* [GOAL]: Locate each line below containing the word "vertical" and copy those lines out.
── SUPPLIED INFORMATION
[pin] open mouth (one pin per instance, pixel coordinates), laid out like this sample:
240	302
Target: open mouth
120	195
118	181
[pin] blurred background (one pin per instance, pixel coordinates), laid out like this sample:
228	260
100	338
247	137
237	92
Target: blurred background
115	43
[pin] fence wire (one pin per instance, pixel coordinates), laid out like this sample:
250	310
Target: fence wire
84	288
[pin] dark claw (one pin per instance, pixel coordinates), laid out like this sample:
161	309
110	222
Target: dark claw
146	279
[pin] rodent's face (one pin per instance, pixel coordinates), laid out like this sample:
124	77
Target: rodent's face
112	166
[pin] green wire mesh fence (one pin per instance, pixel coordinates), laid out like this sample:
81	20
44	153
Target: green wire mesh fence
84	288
────
── SUPPLIED INFORMATION
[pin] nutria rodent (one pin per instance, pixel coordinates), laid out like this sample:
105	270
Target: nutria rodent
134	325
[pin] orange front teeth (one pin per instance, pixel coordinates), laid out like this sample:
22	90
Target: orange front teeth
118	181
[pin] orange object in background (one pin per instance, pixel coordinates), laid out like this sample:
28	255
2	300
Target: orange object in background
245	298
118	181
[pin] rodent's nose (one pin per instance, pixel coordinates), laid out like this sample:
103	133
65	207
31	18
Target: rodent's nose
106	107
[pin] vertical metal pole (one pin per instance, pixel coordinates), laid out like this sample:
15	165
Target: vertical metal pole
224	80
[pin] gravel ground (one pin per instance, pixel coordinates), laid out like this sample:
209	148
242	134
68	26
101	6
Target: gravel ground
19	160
────
* [REPLY TO THE TASK]:
[pin] vertical metal pole (one pin per instance, pixel coordinates), laid out like this sample:
Target: vertical metal pole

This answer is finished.